What is being asked: Replace "Detection target" with "Search label" throughout the material from its first line through the line containing "[6,0,852,526]". Write out that part again with nothing else changed.

· · · ·

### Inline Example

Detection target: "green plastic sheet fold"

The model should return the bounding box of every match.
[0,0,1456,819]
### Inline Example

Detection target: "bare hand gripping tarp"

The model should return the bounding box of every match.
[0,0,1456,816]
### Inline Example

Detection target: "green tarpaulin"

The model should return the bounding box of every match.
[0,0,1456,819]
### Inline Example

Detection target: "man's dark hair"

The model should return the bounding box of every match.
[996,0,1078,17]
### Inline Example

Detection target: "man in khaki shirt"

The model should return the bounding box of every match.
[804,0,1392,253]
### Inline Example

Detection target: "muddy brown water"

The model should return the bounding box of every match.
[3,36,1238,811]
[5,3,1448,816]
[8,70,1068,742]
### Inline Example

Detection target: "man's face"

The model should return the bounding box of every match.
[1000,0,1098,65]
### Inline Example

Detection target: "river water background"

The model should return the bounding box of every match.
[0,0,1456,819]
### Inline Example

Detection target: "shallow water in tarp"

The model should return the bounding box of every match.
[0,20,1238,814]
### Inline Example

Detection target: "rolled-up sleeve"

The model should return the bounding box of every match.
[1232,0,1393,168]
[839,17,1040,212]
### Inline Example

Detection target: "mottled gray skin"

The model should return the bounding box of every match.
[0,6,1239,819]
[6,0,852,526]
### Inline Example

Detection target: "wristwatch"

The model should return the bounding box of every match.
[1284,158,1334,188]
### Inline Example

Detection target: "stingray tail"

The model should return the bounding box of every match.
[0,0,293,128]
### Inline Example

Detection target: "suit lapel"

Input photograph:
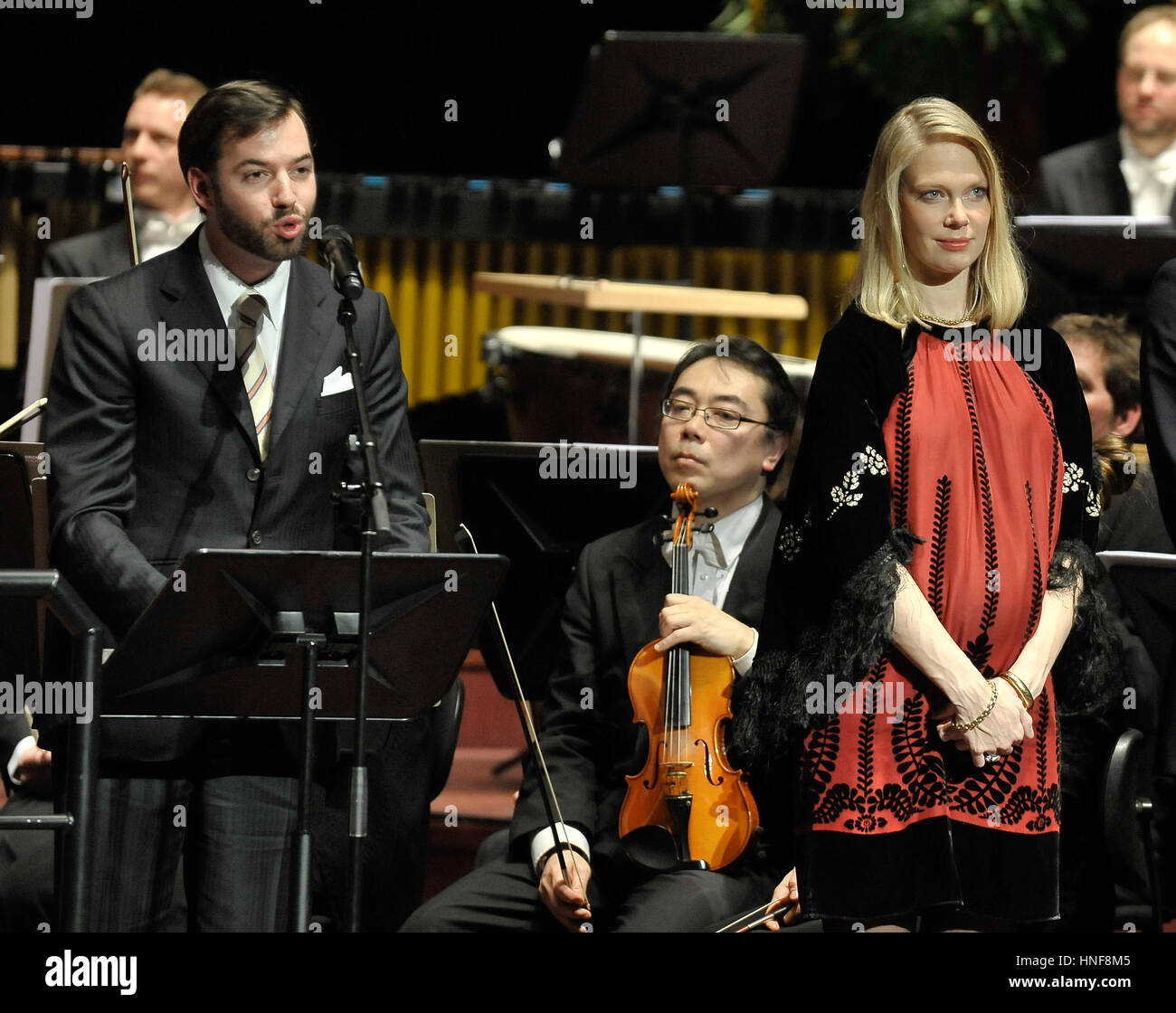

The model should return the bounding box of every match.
[270,258,336,452]
[612,518,670,656]
[724,499,780,627]
[160,229,260,460]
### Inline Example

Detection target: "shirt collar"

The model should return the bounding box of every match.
[197,229,290,327]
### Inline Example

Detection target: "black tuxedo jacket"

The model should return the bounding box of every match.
[510,501,780,864]
[1034,130,1176,216]
[42,222,130,278]
[46,224,430,752]
[1140,260,1176,542]
[0,714,32,788]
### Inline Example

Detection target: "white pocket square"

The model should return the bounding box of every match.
[318,365,356,397]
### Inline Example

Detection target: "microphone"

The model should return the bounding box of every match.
[0,397,50,435]
[322,225,364,298]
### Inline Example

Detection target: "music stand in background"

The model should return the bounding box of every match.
[1098,553,1176,931]
[418,440,670,699]
[560,32,804,285]
[101,549,508,932]
[20,278,101,443]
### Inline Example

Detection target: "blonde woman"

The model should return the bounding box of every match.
[740,99,1100,931]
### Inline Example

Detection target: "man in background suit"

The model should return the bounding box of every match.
[46,81,430,931]
[42,68,208,278]
[403,337,797,932]
[1035,4,1176,217]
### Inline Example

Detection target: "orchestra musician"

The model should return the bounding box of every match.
[46,81,431,931]
[42,68,208,278]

· · · ·

Task solution:
### Inline Example

Search label: "green plastic sheet fold"

The model should return the bounding box of every match.
[0,0,1456,819]
### Inline Example

Search label: "bare hand gripping tarp"

The model should return the bounding box of every match.
[0,0,1456,816]
### Inline Example

Search label: "green tarpaulin"

The model should return the bounding box of every match.
[0,0,1456,819]
### Inline Example

Search label: "man's dark hair"

The model should return the bounding box of every match.
[996,0,1078,17]
### Inline Example

Search label: "man in khaki shirt"

The model should return the bounding box of every match.
[804,0,1392,253]
### Inline Example

Search label: "muddy brown water"

The model should return the bounding box of every match.
[3,36,1238,811]
[5,3,1448,816]
[8,70,1068,742]
### Inline Example

Search label: "man's face"

The model should return the bounding box of every match.
[1000,0,1098,65]
### Inline Example

Search label: "river water background"

The model should return the bounding box of every match.
[0,0,1456,819]
### Inline Example

Search label: "shallow water in tarp"

The model should return the bounding box of every match.
[0,20,1238,814]
### Inline Example

Search label: "rolled-up sleeve"

The model should return the bounding box of every match.
[1232,0,1393,168]
[839,17,1040,212]
### Inline Example

Search label: "mottled gray skin"

The model should return the bounding box of every match.
[0,6,1239,819]
[6,0,852,526]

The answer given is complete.